Quoted passage -

»»

Modeling Naive Bayes

In [None]:
# Import Module
from sklearn.naive_bayes import GaussianNB 

# Modeling Naive Bayes Classifier
gnb = GaussianNB()
gnb.fit(X_train, y_train)

# Predict to Test Data
y_pred_gnb= gnb.predict(X_test)

Model Evaluation

In [None]:
# Show the Confussion Matrix
cm_gnb = metrics.confusion_matrix(y_test, y_pred_gnb)
cm_gnb

In [None]:
# Show the Accuracy, Precision, Recall
acc_gnb = metrics.accuracy_score(y_test, y_pred_gnb)
prec_gnb = metrics.precision_score(y_test, y_pred_gnb)
rec_gnb = metrics.recall_score(y_test, y_pred_gnb)
f1_gnb = metrics.f1_score(y_test, y_pred_gnb)
kappa_gnb = metrics.cohen_kappa_score(y_test, y_pred_gnb)

print("Accuracy:", acc_gnb)
print("Precision:", prec_gnb)
print("Recall:", rec_gnb)
print("F1 Score:", f1_gnb)
print("Cohens Kappa Score:", kappa_gnb)

In [None]:
# ROC Curve
y_pred_gnb_proba = gnb.predict_proba(X_test)[::,1]
fprgnb, tprgnb, _ = metrics.roc_curve(y_test,  y_pred_gnb_proba)
aucgnb = metrics.roc_auc_score(y_test, y_pred_gnb_proba)
plt.plot(fprgnb,tprgnb,label="Naive Bayes, auc="+str(aucgnb))
plt.title('ROC Curve - Naive Bayes')
plt.xlabel('false positive rate') 
plt.ylabel('true positive rate')
plt.legend(loc=4)
plt.show()

#### ***Model Comparison***

In [None]:
# Comparing Model Performance
print("Decision Tree Accuracy =",acc_dtc)
print("Decision Tree Precision =",prec_dtc)
print("Decision Tree Recall =",rec_dtc)
print("Decision Tree F1-Score =", f1_dtc)
print("_______________________")

««

Given problem 1 - Show each line of the entries that contains the string "field".
The Naive Bayes notebook and the entries come from unrelated sources.

Data provided -

»»

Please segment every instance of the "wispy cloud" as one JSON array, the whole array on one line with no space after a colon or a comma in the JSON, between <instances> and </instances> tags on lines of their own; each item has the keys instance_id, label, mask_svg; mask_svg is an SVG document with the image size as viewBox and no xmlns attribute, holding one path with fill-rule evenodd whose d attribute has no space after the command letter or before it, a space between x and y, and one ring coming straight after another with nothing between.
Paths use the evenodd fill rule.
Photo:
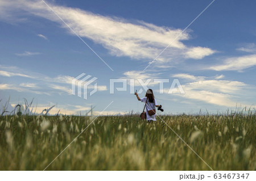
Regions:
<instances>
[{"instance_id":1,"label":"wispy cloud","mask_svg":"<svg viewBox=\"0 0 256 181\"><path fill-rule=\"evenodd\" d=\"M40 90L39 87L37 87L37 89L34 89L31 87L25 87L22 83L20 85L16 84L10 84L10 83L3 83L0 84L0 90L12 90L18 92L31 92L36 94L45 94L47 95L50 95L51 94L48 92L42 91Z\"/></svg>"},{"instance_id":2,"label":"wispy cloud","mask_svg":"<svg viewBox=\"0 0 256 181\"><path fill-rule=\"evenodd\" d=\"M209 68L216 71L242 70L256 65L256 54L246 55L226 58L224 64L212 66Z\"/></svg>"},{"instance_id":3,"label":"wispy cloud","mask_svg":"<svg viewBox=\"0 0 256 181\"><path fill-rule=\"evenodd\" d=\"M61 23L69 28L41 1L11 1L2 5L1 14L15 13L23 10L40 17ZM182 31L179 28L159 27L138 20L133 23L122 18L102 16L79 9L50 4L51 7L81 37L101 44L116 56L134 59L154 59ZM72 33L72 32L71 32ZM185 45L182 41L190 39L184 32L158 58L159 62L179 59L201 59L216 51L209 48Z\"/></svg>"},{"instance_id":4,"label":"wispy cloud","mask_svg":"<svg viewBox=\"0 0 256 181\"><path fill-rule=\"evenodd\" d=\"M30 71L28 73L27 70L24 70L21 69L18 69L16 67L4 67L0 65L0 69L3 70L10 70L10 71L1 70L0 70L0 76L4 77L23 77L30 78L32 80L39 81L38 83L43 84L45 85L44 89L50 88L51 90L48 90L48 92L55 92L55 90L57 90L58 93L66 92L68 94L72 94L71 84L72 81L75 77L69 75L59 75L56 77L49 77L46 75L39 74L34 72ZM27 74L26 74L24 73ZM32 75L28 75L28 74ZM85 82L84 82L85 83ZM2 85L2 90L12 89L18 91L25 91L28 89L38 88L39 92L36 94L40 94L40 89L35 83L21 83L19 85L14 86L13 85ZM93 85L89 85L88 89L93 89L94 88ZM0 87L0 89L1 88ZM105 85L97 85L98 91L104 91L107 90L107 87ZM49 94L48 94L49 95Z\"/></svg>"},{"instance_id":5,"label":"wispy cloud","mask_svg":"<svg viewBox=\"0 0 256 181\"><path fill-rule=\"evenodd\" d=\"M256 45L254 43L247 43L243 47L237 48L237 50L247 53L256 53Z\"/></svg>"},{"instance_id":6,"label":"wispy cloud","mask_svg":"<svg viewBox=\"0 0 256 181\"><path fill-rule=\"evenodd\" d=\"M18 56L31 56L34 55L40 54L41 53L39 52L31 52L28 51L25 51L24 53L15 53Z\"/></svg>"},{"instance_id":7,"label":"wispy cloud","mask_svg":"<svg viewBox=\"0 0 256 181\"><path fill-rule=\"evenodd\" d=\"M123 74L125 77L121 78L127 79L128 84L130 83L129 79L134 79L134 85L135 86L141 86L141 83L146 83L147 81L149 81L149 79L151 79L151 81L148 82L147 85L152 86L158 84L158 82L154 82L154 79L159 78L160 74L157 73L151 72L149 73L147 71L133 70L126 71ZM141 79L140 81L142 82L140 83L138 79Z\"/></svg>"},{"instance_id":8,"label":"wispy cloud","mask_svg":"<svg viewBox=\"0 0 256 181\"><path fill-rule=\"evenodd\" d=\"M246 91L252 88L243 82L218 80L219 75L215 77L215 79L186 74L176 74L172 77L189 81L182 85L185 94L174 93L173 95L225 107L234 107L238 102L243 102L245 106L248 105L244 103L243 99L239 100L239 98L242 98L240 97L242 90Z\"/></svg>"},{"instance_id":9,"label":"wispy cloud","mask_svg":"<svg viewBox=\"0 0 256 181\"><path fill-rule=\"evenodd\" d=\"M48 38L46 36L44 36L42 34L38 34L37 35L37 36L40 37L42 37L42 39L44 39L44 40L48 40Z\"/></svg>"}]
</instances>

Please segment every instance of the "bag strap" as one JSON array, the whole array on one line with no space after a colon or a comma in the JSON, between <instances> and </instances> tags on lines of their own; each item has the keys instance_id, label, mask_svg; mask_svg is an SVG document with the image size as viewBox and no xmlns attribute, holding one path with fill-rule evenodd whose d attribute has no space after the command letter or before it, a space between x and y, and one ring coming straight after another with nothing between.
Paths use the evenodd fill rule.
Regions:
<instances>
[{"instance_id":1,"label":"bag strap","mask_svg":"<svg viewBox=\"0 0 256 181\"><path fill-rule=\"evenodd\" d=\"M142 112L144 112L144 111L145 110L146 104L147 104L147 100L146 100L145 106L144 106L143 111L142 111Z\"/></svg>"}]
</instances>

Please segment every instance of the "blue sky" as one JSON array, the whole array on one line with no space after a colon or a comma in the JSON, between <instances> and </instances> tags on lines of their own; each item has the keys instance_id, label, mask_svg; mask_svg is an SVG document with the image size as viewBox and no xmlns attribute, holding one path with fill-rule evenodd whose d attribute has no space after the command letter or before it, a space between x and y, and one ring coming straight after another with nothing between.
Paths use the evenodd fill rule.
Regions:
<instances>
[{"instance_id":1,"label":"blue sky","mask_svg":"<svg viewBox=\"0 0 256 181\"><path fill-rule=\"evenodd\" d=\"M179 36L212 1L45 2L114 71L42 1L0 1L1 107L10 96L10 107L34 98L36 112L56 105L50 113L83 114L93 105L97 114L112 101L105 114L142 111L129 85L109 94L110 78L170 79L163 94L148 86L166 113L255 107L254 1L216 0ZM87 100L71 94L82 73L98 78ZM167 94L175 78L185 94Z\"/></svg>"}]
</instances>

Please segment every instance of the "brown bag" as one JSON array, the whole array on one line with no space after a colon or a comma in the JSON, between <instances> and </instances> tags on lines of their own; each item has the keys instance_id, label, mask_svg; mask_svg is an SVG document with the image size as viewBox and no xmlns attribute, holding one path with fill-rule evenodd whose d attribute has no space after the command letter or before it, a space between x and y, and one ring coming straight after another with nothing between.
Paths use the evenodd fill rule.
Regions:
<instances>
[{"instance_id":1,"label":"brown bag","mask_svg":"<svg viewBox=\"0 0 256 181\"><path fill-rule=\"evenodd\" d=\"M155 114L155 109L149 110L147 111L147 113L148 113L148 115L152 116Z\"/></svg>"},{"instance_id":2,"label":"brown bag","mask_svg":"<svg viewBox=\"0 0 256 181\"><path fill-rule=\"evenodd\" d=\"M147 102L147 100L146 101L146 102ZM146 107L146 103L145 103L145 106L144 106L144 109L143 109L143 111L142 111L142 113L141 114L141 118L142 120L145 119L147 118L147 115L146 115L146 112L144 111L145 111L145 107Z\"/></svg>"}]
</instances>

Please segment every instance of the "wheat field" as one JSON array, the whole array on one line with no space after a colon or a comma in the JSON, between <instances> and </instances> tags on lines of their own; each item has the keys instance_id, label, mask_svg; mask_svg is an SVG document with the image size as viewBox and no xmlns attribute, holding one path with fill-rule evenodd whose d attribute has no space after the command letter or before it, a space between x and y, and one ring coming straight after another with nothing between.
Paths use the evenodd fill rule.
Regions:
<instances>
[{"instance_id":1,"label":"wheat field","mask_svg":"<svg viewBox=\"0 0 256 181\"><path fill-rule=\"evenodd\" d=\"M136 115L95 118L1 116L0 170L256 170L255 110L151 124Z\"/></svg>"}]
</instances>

««
»»

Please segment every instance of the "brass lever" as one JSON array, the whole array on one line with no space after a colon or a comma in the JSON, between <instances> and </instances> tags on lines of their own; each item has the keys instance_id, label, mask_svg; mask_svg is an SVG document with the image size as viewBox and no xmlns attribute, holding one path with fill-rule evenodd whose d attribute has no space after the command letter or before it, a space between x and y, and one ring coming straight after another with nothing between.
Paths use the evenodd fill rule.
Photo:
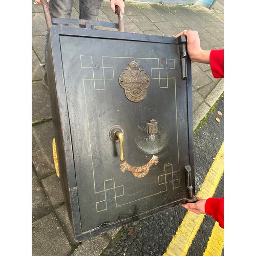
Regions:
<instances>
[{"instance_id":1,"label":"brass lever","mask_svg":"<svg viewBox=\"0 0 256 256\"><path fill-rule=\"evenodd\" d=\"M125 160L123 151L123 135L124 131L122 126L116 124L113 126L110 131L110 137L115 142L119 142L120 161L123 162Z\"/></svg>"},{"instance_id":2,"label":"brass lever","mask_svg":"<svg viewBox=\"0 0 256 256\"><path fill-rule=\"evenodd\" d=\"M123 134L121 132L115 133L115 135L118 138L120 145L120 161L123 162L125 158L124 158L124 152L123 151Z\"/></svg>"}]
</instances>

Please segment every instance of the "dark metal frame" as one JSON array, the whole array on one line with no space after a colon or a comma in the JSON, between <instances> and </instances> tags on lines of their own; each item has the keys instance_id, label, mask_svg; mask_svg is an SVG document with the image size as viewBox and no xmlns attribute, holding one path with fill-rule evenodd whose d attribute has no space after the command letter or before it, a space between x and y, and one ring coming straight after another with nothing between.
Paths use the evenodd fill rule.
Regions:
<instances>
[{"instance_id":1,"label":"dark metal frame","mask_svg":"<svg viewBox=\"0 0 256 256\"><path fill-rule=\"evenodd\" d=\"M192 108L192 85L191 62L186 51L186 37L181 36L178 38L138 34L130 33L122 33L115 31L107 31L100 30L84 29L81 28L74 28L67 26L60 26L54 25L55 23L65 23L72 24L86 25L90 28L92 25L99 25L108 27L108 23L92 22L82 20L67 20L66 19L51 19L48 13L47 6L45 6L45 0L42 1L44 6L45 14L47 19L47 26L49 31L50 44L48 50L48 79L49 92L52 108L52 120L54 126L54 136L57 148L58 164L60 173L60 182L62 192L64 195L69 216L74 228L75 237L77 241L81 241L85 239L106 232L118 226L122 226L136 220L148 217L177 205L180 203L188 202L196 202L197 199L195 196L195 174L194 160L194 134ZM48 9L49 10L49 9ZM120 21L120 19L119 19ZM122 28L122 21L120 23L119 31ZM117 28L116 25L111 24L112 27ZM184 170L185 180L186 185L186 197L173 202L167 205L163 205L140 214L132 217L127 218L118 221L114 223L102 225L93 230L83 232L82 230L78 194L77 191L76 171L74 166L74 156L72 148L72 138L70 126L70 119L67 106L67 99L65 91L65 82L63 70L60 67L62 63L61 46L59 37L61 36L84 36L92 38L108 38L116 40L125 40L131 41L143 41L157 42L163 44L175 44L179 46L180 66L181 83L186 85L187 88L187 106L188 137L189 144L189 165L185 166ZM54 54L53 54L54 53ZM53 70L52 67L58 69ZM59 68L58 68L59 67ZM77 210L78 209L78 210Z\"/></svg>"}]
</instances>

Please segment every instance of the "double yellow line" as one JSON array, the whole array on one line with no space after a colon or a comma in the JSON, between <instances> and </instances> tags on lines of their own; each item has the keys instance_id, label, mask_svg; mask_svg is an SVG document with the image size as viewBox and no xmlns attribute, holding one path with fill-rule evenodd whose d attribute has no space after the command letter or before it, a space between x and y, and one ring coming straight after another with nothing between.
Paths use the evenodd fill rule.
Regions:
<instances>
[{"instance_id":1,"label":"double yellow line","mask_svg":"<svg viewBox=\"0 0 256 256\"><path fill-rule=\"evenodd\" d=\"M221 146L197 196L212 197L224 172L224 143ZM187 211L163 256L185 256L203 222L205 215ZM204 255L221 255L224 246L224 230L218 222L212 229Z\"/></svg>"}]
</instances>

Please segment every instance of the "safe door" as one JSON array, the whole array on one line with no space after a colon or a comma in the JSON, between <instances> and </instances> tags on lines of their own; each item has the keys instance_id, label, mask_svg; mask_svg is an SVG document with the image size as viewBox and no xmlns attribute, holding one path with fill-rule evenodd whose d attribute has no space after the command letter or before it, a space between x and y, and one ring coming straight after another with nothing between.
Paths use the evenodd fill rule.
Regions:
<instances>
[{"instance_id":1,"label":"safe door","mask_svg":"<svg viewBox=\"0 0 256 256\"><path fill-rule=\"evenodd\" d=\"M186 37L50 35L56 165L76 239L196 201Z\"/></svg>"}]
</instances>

««

Given problem 2 - In the Naive Bayes notebook, which classifier class is imported, and from which module?

Correct response 1 -
Please segment every instance of the "wheat field" as one JSON array, the whole array on one line with no space after a colon or a comma in the JSON, between <instances> and </instances> tags on lines of their own; each item has the keys instance_id, label, mask_svg; mask_svg is an SVG document with the image size as viewBox and no xmlns attribute, holding one path with fill-rule evenodd whose d attribute has no space after the command letter or before it, a space between x and y, and one ring coming straight after another with nothing between.
[{"instance_id":1,"label":"wheat field","mask_svg":"<svg viewBox=\"0 0 256 181\"><path fill-rule=\"evenodd\" d=\"M136 115L95 118L1 116L0 170L256 170L255 110L151 124Z\"/></svg>"}]

Correct response 2 - GaussianNB, from sklearn.naive_bayes.